• [Text block]
● ● ●
Oh how I love this time of year when I can enjoy the EGG and now the Reester Bunny. I'm so thankful that Reese's was so nice and gave us the Tree for Christmas time.


----------



## SoVerySoft (Apr 10, 2009)

Dear Lobsters,

I'm coming for you - it is almost time for my annual pilgrimage to New England. 

Beware!

All my love,

Randi

p.s. The butter'd better run and hide too.


----------



## Geektastic1 (Apr 10, 2009)

Dear Giant Chocolate Brownie,

I first noticed you hanging out at different areas on campus. You finally got me to pay attention to you, and then I took you home. We had the most incredible time. Now I have to have you several times a week, over and over again. I'm often thinking about holding you close and savoring your sweetness with my tongue. Take care, my lovely, thick, seductive beauty....until we meet again for lunch on Monday.


----------



## Flyin Lilac (Apr 10, 2009)

Dear Chicken Fajita Pizza I had yesterday at my favorite little hole-in-the-wall cafe on a side street downtown:

Thank you for the multiple foodgasms. Your foundation of crunchy grilled flatbread topped with rich black bean salsa, spicy chicken, gooey cheese, fresh tomatos and lettuce, and yummy salsa & sour cream was the highlight of my day. I savored every layer of flavor you imparted, eating slowly in hopes our brief but white-hot passionate affair might never end. I hope we meet again someday, when Chef Arturo puts you back on the specials list. *swoon*


----------



## Ash (Apr 10, 2009)
● ● ●
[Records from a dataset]

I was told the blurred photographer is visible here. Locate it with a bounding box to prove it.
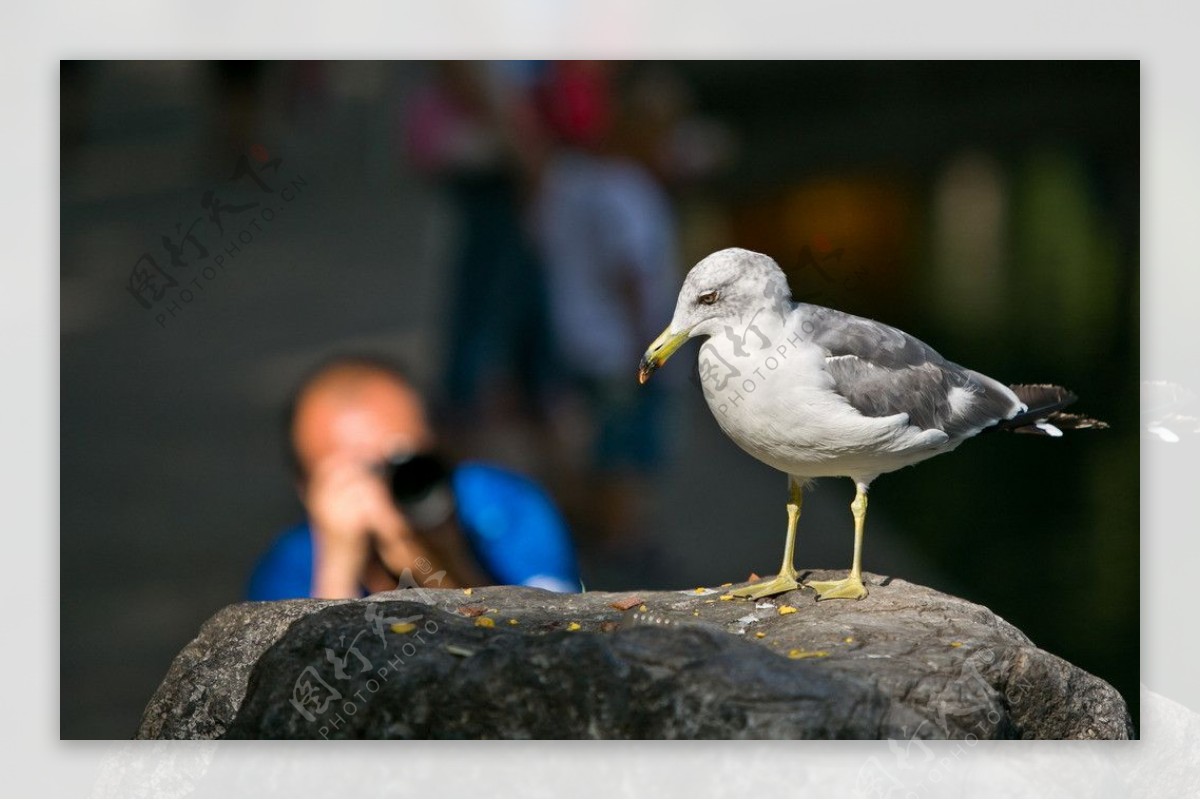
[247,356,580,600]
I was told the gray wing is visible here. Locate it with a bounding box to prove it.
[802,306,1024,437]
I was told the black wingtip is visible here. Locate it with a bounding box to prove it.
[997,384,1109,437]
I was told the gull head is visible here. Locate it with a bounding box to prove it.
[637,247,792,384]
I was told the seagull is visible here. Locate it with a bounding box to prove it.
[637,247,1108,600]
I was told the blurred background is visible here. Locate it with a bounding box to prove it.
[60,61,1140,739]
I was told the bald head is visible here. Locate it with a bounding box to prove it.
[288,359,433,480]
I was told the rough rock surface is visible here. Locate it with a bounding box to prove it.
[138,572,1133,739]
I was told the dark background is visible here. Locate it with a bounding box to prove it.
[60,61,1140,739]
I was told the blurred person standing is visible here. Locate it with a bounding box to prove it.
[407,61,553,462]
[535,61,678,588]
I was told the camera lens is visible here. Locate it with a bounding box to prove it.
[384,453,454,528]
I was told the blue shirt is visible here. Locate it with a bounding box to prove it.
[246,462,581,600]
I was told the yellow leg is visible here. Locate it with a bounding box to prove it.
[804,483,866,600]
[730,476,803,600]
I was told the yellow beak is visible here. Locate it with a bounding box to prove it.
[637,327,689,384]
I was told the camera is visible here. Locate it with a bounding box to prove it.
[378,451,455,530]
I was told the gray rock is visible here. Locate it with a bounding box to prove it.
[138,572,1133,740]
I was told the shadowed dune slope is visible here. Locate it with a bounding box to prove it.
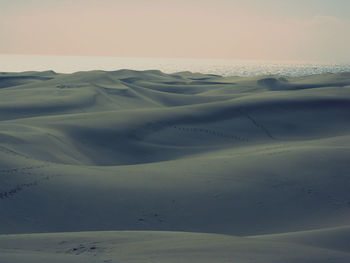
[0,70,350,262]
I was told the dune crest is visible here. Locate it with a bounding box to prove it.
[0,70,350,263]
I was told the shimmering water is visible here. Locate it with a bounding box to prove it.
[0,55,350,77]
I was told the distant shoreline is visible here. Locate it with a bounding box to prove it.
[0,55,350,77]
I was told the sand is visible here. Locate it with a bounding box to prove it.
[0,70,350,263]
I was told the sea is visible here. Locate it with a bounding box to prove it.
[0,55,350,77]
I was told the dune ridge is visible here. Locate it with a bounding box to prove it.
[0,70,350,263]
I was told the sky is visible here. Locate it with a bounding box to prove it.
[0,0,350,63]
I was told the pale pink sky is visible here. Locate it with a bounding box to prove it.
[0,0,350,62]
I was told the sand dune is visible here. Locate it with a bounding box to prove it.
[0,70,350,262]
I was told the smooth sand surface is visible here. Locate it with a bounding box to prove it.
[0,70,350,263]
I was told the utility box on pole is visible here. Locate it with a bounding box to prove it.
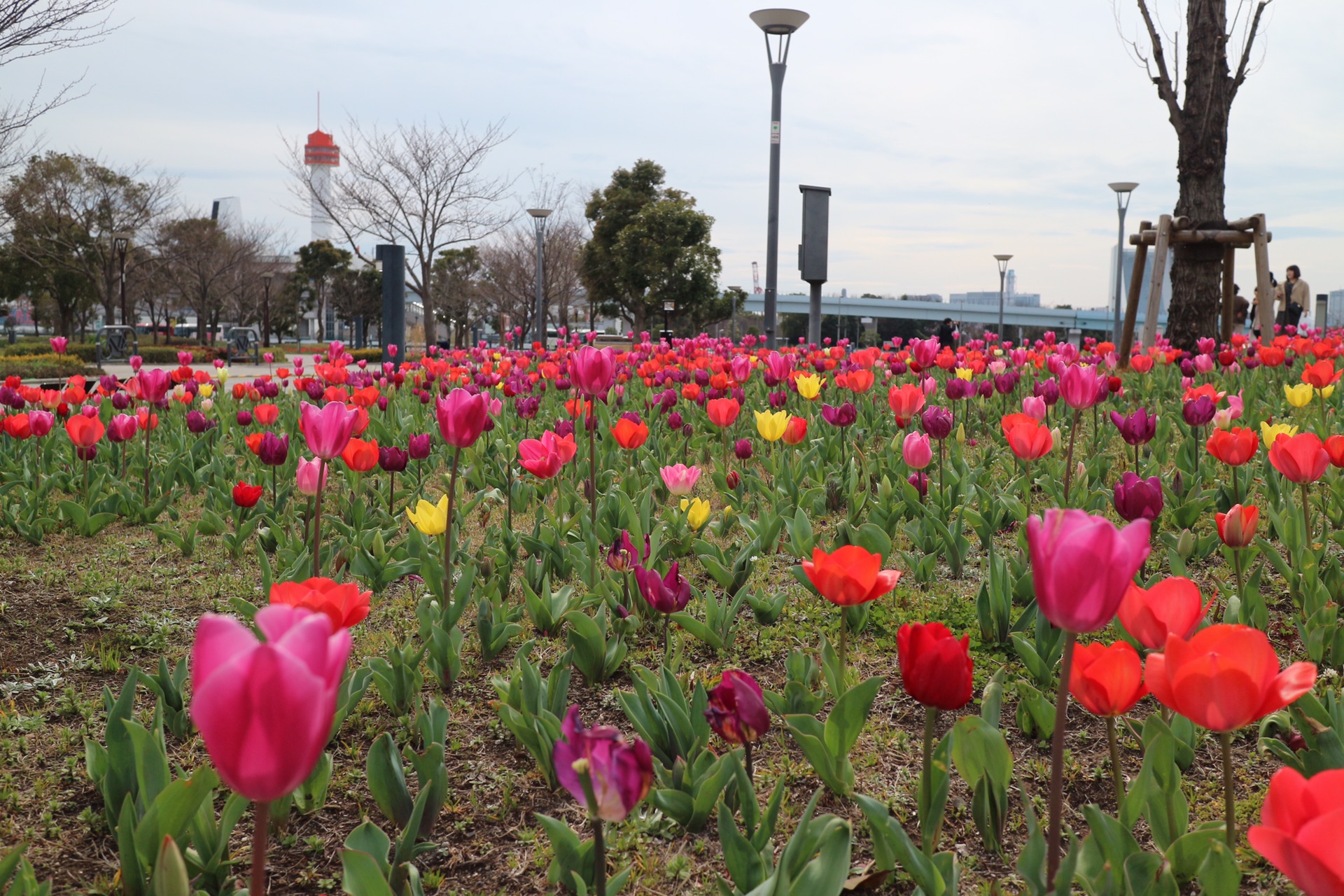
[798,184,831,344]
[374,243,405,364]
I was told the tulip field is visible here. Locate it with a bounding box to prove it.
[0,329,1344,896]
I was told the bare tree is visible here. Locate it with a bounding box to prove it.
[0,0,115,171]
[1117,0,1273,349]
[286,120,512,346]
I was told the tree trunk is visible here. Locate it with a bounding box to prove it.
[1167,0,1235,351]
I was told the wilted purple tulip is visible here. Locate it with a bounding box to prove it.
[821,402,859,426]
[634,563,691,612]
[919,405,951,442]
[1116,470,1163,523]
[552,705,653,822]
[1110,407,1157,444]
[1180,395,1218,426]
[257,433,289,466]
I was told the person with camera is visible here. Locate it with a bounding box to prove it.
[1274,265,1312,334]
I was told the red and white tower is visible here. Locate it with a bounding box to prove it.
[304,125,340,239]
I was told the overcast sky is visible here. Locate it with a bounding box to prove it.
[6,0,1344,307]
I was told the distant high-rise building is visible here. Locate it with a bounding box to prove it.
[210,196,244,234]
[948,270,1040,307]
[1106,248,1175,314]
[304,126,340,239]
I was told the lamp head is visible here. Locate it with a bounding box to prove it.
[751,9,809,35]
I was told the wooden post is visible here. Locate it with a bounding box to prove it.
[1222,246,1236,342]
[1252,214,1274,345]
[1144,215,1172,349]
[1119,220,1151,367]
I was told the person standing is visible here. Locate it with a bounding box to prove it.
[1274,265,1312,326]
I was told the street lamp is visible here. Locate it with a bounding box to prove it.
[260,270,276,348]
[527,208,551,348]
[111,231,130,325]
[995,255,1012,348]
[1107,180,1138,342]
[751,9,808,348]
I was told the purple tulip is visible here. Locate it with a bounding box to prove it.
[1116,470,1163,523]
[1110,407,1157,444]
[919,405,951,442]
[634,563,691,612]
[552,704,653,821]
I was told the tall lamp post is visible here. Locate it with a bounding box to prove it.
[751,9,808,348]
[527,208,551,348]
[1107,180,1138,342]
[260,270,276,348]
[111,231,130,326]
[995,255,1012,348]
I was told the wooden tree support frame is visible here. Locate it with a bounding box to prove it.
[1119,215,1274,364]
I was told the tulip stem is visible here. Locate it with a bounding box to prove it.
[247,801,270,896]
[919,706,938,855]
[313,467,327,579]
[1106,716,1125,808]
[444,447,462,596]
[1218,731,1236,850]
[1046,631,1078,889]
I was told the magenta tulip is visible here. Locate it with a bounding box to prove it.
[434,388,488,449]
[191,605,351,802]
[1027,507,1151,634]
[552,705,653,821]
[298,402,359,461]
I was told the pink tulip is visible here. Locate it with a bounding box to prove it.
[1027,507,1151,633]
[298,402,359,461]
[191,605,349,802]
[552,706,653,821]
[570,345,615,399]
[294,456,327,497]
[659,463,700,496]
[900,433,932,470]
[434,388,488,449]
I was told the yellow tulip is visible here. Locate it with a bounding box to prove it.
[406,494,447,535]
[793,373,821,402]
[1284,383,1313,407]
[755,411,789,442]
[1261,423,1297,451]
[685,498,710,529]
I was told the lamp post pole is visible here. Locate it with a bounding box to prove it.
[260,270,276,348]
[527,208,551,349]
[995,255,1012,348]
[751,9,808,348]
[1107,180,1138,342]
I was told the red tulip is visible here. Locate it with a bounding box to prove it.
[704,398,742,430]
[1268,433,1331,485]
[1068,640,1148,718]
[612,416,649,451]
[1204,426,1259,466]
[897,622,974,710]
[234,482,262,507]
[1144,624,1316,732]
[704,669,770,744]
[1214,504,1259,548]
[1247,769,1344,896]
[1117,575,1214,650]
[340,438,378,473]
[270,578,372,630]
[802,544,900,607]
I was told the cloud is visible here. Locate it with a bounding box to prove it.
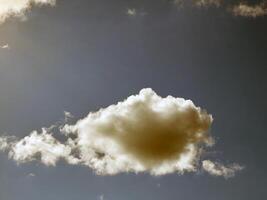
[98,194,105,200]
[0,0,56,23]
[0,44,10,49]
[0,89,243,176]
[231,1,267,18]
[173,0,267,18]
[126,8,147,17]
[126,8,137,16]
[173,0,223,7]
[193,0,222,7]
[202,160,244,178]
● ● ●
• [Given instruction 1] Rewrite the entries from the start of the records up to and including the line with "[637,247,792,384]", replacing "Locate" with "Mark" and changing nothing else. Leave the pictures out.
• [Given instruction 2] Continue the forum thread of love letters to food from where it stops.

• [Answer 1]
I was told the blurred photographer is visible here. Mark it with a bounding box to prove it.
[247,356,580,600]
I was told the gray wing is visible here. Mark it with a bounding box to prove it.
[802,306,1024,437]
I was told the black wingtip is visible here. Mark it with a bounding box to prove it.
[997,384,1109,437]
I was told the gull head is visible here. Mark it with a bounding box to prove it.
[637,247,792,384]

• [Answer 2]
Dear Reese's Peanut Butter Eggs,

I think I could live on you alone. No exaggeration. You're the perfect combination of salty and sweet, creamy and crumbly. You never disappoint, and you're even better king-sized.

So much love,

Ashley

(what can I say? Val has good taste!)


----------



## FAinPA (Apr 10, 2009)

Dear Fiddlehead Ferns,

You better be around when it warms up in a few weeks. You have eluded me for several springs, so I am ready to make up for lost time savoring your sensory-overloaded goodness.

Sincerely,
FAinPA


----------



## altered states (Apr 10, 2009)

Dear Pizza in Hoboken,

I remember you as being much better. You disappointed me yesterday.

Sincerely, Tres


----------



## SoVerySoft (Apr 10, 2009)

FAinPA said:


> Dear Fiddlehead Ferns,
> 
> You better be around when it warms up in a few weeks. You have eluded me for several springs, so I am ready to make up for lost time savoring your sensory-overloaded goodness.
> 
> ...



Dear FAinPA,

What? You write to VEGETABLES? Get with the program.

Your friend,

SVS

p.s. I do confess I have always wanted to try those.


----------



## Tooz (Apr 10, 2009)

Flyin Lilac said:


> Dear Chicken Fajita Pizza I had yesterday at my favorite little hole-in-the-wall cafe on a side street downtown:
> 
> Thank you for the multiple foodgasms. Your foundation of crunchy grilled flatbread topped with rich black bean salsa, spicy chicken, gooey cheese, fresh tomatos and lettuce, and yummy salsa & sour cream was the highlight of my day. I savored every layer of flavor you imparted, eating slowly in hopes our brief but white-hot passionate affair might never end. I hope we meet again someday, when Chef Arturo puts you back on the specials list. *swoon*



Where is this? Please tell me  Even if you don't like to respond to my posts.


----------



## FAinPA (Apr 11, 2009)

SoVerySoft said:


> Dear FAinPA,
> 
> What? You write to VEGETABLES? Get with the program.
> 
> ...




Dear SVS,

Mea culpa for leaving out the best part, so when you do try them, be sure to saute them in your favorite BACON! :eat1:

Cheers, 
FAinPA


----------



## SoVerySoft (Apr 11, 2009)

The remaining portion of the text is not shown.